(Description of the task)
Copy exactly the line that contains "Practice. Put a dot on the green tree" plus all remaining lines of the data, and leave out every line before it.

(Material supplied)
◇ ◇ ◇
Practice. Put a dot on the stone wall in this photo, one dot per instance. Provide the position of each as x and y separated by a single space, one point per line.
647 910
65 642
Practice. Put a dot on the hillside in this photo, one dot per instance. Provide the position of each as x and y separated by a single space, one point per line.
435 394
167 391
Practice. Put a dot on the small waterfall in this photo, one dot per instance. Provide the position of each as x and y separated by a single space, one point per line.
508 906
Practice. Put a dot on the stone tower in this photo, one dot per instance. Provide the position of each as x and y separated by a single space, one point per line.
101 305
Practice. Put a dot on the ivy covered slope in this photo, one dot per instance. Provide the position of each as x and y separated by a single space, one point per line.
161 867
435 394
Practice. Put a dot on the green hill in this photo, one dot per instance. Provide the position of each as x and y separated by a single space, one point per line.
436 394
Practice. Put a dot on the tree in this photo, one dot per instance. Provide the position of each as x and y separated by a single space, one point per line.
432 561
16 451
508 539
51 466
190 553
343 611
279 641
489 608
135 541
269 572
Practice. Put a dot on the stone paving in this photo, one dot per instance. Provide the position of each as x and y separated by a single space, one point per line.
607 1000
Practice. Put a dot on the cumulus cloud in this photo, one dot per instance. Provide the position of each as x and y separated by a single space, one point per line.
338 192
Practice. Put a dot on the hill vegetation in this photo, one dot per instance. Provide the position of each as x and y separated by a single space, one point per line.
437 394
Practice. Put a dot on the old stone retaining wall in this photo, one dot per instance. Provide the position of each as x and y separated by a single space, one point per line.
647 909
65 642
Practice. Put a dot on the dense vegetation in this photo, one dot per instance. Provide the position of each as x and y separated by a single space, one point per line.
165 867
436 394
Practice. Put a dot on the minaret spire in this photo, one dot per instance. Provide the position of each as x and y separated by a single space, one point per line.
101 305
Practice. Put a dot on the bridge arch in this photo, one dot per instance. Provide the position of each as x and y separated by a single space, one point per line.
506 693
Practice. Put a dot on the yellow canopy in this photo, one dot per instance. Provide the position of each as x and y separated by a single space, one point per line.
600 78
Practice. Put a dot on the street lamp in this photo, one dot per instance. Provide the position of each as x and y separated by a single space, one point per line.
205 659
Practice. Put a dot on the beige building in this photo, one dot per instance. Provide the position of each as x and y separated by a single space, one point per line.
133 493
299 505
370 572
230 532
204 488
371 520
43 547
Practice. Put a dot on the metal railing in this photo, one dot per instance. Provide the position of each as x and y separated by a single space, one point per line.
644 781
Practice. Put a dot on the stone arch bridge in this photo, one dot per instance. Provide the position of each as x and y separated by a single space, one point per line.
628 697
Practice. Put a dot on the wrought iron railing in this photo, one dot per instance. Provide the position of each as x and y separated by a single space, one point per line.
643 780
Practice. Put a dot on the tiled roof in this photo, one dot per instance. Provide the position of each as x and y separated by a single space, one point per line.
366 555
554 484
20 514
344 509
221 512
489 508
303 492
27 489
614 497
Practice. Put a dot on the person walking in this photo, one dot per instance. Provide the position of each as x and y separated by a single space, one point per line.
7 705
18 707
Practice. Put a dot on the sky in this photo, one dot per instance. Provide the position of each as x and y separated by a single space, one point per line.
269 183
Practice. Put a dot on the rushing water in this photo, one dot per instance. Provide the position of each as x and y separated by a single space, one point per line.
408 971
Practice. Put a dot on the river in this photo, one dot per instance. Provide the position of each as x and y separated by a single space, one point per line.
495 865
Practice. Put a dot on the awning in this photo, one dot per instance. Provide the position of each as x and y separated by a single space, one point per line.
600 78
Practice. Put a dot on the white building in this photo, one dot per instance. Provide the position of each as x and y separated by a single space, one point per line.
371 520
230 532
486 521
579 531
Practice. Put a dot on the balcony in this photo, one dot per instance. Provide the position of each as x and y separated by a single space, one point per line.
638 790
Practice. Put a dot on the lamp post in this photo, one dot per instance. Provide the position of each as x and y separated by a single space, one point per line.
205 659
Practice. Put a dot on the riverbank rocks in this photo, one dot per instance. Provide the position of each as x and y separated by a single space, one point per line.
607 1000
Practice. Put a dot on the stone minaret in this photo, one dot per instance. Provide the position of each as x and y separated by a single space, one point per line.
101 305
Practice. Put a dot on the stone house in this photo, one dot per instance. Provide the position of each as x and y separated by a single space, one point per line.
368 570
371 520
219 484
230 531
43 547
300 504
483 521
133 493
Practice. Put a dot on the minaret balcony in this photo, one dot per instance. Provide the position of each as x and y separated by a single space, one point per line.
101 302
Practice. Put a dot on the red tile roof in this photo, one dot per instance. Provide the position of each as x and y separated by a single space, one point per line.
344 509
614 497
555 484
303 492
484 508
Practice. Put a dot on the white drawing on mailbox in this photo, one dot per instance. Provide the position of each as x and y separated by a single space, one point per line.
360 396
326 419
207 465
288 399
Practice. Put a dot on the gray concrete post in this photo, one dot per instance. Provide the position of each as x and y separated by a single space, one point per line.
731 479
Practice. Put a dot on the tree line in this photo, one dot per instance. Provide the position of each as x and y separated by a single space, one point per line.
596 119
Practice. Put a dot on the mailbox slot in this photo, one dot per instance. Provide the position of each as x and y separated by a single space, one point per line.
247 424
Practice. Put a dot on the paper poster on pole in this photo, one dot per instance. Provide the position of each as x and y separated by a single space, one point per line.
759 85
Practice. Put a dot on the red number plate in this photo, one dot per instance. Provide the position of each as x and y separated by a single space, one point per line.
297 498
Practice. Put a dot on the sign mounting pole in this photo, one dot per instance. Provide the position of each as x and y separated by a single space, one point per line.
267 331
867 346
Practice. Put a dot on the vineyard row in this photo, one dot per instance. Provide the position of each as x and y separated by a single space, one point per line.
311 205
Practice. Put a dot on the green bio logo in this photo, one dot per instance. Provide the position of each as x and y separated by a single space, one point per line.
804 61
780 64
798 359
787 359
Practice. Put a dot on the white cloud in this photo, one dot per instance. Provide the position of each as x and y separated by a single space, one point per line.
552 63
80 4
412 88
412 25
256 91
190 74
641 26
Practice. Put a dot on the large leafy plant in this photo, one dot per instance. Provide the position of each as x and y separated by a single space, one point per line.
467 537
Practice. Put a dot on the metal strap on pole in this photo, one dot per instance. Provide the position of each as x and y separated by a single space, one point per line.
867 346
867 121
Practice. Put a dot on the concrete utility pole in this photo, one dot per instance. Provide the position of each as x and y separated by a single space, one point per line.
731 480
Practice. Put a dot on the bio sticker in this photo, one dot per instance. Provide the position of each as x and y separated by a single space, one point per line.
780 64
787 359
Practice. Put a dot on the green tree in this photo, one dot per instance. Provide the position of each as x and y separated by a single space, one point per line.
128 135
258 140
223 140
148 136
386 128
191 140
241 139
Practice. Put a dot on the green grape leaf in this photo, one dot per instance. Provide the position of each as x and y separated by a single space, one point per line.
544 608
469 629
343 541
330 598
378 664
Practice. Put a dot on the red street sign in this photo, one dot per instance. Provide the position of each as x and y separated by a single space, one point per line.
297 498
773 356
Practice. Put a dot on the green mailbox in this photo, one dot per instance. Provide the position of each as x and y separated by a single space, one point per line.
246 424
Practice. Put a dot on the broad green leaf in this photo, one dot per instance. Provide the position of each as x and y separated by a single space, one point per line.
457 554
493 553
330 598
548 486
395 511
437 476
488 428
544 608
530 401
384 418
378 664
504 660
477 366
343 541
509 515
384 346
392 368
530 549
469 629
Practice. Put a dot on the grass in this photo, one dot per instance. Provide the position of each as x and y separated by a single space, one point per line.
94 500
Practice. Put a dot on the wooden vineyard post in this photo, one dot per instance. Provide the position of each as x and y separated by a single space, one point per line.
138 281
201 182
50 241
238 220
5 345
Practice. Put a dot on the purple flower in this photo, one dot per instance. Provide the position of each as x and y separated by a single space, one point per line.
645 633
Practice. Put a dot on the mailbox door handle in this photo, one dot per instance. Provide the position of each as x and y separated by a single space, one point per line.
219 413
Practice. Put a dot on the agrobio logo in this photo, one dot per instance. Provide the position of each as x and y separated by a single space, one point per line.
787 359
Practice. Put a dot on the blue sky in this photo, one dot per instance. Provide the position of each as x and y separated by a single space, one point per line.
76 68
◇ ◇ ◇
(Solution to the exercise)
Practice. Put a dot on the green tree in this photo, one dot per instance. Provide the position of each as x and y separated by a single space, one point per line.
128 135
258 140
223 140
148 136
386 128
191 140
241 139
Practice. Put a dot on the green grape leaf in this photo, one dot per instance. Provide the position of each as x and y separated by a single space, one point per line.
544 608
469 629
343 541
330 598
378 664
Practice. Put a dot on the red street sign in this photo, one dot per instance. Provide the position of each as x and y separated by a single space, one point per line.
297 498
773 356
Practice. Put a dot on the green mailbox in this photo, one dot per instance. Provide the position of each as x and y separated by a single space, one point per line.
246 424
Practice. Put a dot on the broad green leaf in this photo, one dot per instance. Provide the position of each as x and y separated by a single space, one point per line.
457 554
493 553
330 598
548 486
395 511
437 476
488 428
544 608
530 401
384 418
378 664
504 660
477 366
343 541
509 515
384 346
392 368
530 549
469 629
Practice. Put a dot on the grass in this photo, one dot per instance. Provide the position of each as x and y separated by a single space, one point per line.
94 500
Practice. Put a dot on the wooden vineyard post in this photo, one dot per instance. Provide the position of each as x and y separated by a single space, one point per line.
138 281
201 182
50 241
238 220
5 345
Practice. Put a dot on the purple flower in this photo, one dot per instance. Provide the position of each as x and y separated by a single space, one point per line.
645 633
Practice. Put a dot on the mailbox door handle in this photo, one dot per instance. Provide the position of each as x and y separated by a single space, one point per line.
219 413
Practice. Put a dot on the agrobio logo in this photo, one dot per instance. Provide the position of each as x and y separated by a single space, one point per line.
787 359
Practice. Put a dot on the blue sky in this photo, one dot per instance. Provide the position of each as x and y separated by a single space, one point per line.
76 68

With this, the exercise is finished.